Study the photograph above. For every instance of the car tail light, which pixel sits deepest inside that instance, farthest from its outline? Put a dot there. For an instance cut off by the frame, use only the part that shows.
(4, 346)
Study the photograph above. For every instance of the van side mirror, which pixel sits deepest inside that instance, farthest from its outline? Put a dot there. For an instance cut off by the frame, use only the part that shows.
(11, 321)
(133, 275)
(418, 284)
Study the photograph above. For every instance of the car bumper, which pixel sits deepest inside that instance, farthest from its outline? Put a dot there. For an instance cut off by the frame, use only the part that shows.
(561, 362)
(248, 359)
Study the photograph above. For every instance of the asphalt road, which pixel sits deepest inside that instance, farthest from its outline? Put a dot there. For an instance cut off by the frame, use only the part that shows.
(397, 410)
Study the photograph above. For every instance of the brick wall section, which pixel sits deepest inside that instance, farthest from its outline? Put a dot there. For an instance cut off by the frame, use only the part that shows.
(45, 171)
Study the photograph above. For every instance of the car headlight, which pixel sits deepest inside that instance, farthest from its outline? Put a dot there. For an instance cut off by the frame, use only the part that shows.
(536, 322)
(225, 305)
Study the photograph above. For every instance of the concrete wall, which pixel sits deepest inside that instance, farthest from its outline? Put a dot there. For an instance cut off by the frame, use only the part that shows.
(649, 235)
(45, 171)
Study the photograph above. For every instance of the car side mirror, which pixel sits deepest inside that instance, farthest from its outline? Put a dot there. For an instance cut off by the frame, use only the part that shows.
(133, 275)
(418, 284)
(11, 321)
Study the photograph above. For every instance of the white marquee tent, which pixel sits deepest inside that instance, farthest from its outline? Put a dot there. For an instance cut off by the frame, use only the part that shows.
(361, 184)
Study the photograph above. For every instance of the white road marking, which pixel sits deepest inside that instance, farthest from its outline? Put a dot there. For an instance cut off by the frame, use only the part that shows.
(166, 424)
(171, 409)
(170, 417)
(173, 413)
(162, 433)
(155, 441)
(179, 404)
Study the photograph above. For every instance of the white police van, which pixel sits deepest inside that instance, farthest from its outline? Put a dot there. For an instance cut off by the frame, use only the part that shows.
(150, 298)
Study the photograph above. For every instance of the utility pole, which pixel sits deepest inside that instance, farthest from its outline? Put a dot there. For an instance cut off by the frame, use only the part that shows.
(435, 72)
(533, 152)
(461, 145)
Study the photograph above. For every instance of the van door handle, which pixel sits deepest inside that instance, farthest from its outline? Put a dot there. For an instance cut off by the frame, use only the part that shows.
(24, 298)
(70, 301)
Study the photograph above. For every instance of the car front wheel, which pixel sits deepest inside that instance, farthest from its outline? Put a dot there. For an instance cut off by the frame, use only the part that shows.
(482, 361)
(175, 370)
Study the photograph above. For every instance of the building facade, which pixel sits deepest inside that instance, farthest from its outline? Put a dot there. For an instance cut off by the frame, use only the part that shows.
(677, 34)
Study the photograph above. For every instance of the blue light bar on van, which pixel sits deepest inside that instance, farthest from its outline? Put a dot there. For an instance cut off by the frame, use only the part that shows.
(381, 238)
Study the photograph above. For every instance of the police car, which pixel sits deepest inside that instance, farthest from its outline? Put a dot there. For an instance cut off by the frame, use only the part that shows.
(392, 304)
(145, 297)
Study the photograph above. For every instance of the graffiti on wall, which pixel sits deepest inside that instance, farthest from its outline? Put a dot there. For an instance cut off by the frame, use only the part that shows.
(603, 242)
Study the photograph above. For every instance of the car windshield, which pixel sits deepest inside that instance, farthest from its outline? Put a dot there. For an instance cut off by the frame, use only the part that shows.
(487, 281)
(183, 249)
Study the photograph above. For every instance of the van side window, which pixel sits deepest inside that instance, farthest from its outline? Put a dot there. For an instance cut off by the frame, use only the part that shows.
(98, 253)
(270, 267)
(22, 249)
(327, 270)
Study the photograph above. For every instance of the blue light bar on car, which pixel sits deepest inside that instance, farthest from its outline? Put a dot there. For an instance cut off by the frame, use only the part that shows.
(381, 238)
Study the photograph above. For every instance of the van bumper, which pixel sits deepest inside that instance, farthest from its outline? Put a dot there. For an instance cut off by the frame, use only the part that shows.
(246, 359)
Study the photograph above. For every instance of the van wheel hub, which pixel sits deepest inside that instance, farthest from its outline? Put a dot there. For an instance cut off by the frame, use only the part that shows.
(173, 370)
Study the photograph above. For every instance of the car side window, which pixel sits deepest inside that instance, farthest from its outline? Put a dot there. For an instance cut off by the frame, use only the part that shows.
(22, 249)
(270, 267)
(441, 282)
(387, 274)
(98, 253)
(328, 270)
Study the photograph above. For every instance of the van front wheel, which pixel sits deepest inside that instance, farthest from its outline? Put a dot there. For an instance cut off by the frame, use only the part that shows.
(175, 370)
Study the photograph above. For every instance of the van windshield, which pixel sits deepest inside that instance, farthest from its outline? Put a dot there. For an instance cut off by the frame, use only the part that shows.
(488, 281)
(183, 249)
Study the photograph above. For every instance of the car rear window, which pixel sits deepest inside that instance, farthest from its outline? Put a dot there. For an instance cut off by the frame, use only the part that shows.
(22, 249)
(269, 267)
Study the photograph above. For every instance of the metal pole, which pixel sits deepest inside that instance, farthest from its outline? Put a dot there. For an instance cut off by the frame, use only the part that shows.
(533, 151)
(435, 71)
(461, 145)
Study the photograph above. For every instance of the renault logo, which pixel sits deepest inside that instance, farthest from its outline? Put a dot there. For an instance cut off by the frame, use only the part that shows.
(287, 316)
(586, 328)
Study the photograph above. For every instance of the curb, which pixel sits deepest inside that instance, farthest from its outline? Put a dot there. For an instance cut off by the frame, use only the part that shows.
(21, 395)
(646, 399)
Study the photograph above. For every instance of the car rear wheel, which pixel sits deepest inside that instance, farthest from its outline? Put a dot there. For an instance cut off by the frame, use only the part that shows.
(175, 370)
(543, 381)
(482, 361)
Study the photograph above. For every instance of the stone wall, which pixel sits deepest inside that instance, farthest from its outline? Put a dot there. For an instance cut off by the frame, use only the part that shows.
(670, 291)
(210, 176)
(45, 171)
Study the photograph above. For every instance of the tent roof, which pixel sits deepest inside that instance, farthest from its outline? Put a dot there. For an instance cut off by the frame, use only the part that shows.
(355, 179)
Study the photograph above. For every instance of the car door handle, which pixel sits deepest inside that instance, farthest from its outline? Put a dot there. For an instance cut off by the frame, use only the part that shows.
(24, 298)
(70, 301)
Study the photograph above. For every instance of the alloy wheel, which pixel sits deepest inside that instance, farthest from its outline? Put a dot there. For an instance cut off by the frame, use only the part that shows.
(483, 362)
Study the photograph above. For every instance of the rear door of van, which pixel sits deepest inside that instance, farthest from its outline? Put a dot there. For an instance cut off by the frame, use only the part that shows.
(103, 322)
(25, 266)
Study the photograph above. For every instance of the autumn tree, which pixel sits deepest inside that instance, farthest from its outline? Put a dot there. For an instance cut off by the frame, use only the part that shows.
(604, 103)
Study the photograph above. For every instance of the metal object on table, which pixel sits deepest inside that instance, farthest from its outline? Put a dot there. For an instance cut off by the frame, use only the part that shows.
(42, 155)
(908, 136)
----
Problem to work on – Transcribe all of the entries without altering anything.

Task response –
Study the photograph above. For every instance of the car tail light, which pixel sits deepest inside that instance, farthest from its outline? Put a dot there. For an instance cut off by the frame, use only the part that shows.
(4, 346)
Study the photograph above. For every instance of the van side mirror, which pixel sits deepest inside that instance, farthest from its outline? Put a dot there. For an instance cut off by the frame, use only the part that shows.
(11, 321)
(133, 275)
(418, 284)
Study the photograph above. For every instance of the car bumper, which pixel sits deepest inside that instance, farthest from its outline? Put a dot there. For an instance cut off by the frame, use only the part that shows.
(561, 362)
(248, 359)
Study the photograph above. For every instance of the asphalt road, which pixel sits deepest inside that instance, farthest from its outline? Put a dot there. For an instance cut off by the frame, use only the part that shows.
(397, 410)
Study the photograph above. For every instance of the brick wall section, which pixel sits deepest inside that instance, farthest from its outline? Put a dot there. For an instance cut off by the frame, use only the part that shows.
(45, 171)
Study the photograph above. For every instance of the car headlight, which pixel sits deepest inside that instance, farthest from its outline? Put a dot there. For an instance cut off by the frame, use only the part that shows.
(536, 322)
(225, 305)
Study the photograph above. For every instance of the concrete wall, which pixel sits deepest inside that instance, farthest from its outline? Put a dot there. For an instance cut off by the frame, use only the part that shows.
(649, 235)
(45, 171)
Study the photograph above. For every instance of the car side mirror, which pixel sits deepest inside that instance, farthest from its outline? Put a dot there. For an instance cut off by the frame, use only the part that shows.
(133, 275)
(418, 284)
(11, 321)
Study the photograph above. For every instance of the white marquee tent, which pixel sits deepest inside that instance, farthest from its outline? Put a dot there. For an instance cut off by the frame, use only the part that shows.
(361, 184)
Study the photograph above. For every instance of the white road marking, which pixel sits deepest inside that instance, farthest from its outline? Put a dot there. For an instance cut off by the frame, use only the part that shows.
(166, 424)
(171, 409)
(170, 417)
(173, 413)
(162, 433)
(155, 441)
(179, 404)
Study the photograph above. For every instance of the white police van, which pixel sits deepest inside that instance, farthest from its outline? Put a dot there. For an instance cut off by the frame, use only the part that shows.
(150, 298)
Study the photograph above. For every instance of the utility pole, which pixel sits deepest inside that instance, farthest from its outline? Put a dot there. For an instance cut off by the frame, use only the part that shows.
(435, 72)
(533, 152)
(461, 145)
Study the photograph above. For every instance of the van door handle, which pixel sits deepest inside that instance, farthest from its outline? Put a dot there. For an instance cut off by the frame, use only the part that shows.
(24, 298)
(70, 301)
Study the photograph above. For every instance of the car front wheel, which pixel sits deepest inside that instance, farthest from its outline? Put a dot there. For an instance cut off by the frame, use only the part that shows.
(482, 361)
(175, 370)
Study the photograph above. For every instance of the building facade, which pixel sits deepest inside that instance, farthest from its outline? Put a dot there. For an instance cut off by the frame, use only the part that shows.
(677, 34)
Study the photograph above. For every instance of the blue light bar on van, which pixel sits deepest inside that instance, farthest from its outline? Put a dot there. For an instance cut off by the frame, use only the part that shows.
(381, 238)
Study the photograph above. For every instance of the police car, which pixel sits deepest inside that instance, farthest from its outline? Put a dot there. For an instance cut off by the frame, use only the part that shows.
(392, 304)
(145, 297)
Study the photograph above. For every instance of the graffiti on wall, which pixel sits deepest inside that instance, farthest from its outline? Put a dot there. For an instance cut off by the frame, use only the part that shows.
(603, 242)
Study the photograph above. For every instance of the car windshield, which pixel sits deepest inside that instance, farthest from its outline? Put a dot there. For an instance cut off by the frame, use only the part that shows.
(487, 281)
(183, 249)
Study the photograph above. For every instance of the van side window, which pixel sits deepest inside that instance, farthest from its outline? Put a dot there. For an instance cut off by the frame, use only the part that shows.
(98, 253)
(270, 267)
(22, 249)
(327, 270)
Study the photograph above. For every instance of the blue light bar on car, which pixel sits deepest inside that instance, farthest from its outline? Put a dot there. For an instance cut off by the frame, use only the part that shows.
(381, 238)
Study the photograph above. For every instance of the van bumper, which pixel sits deepest inside that instance, farthest from its outline? Put a dot there. For an instance cut off by the frame, use only the part that shows.
(246, 359)
Study the photograph above. For every instance of the van wheel hub, which pixel sits deepest inside that instance, farthest from its outline? Put a dot there. For an instance cut off by the frame, use only the part that shows.
(173, 370)
Study the photograph above. For every instance of the car side window, which pixel sits deepest inside that instance, farthest from its outline? Put a dot there. For an instance cut off by the frame, use only the part that shows.
(22, 249)
(270, 267)
(441, 282)
(387, 274)
(98, 253)
(328, 270)
Study the photograph above. For every instance of the van front wheel, which pixel sits deepest inside that instance, farthest from its outline? Put a dot there. For an instance cut off by the frame, use only the part that shows.
(175, 370)
Study the photograph above. For every instance of the van windshield, which pixel sits deepest inside that instance, farthest from its outline? Put a dot there. For an instance cut off by the frame, use only the part that shows.
(488, 281)
(183, 249)
Study the photograph above. For every instance of the car rear window, which pixel sits deepest inside that instance, farthest from its outline? Put a dot there. For an instance cut off by the frame, use only the part that shows.
(22, 249)
(269, 267)
Study the photograph above. For every instance of the metal pole, which pixel sits deepest inside that instance, farthest from its outline? Put a dot there. For an instance cut off by the frame, use only the part that shows.
(533, 151)
(435, 71)
(461, 145)
Study the photograph above. For every instance of the renault logo, which pixel sits deepest inside that instance, farthest from its outline? Put a dot there. For an instance cut off by the frame, use only the part that shows.
(287, 316)
(586, 328)
Study the photograph above. For every instance of the curb, which pixel sits deepest inside that instance, farthest from its outline? Put a dot there. For an instance cut off by the frame, use only the part that shows.
(21, 395)
(646, 399)
Study the photograph above. For every instance of the car rear wheel, which pixel sits deepest inside that instance, farthest from its outline? Put a dot there. For an instance cut off by the frame, use only the part that shows.
(175, 370)
(543, 381)
(482, 361)
Study the photograph above. For every instance of the stone wall, which pixel sits deepest inside that instance, farthest from its outline? Put a dot there. For an instance cut off by the frame, use only the part that shows.
(670, 291)
(210, 176)
(45, 171)
Study the photograph above. For every instance of the tent roof, which pixel sits deepest inside that instance, farthest from its outline? Put a dot there. For an instance cut off by the frame, use only the part that shows.
(355, 179)
Study the photograph above. For every instance of the car door handle, which pixel sits deepest inside that instance, farthest from its outline? Put a dot there. For an instance cut off by the frame, use only the part that shows.
(24, 298)
(70, 301)
Study the photograph above. For every instance of the alloy wheel, which pixel sits deepest inside that instance, farthest from its outline? Put a dot there. For an instance cut off by the frame, use only the part that shows.
(483, 362)
Study the photograph above. For every instance of the rear door of van, which pixel sits deepest inside that instance, farthest from its outline? Put a dot there. For an instance cut off by the frame, use only the part that shows.
(103, 322)
(25, 266)
Study the photograph above. For every instance of the autumn tree, which pixel sits deepest inside that instance, farthest from its outline? Put a dot there. For an instance cut off by the frame, use only the part that shows.
(604, 103)
Study the photograph above. For every instance of the metal object on table, which pixel sits deepest inside that instance, farthest from its outline? Put a dot there. For an instance cut off by the frame, use only the part that shows.
(42, 155)
(908, 136)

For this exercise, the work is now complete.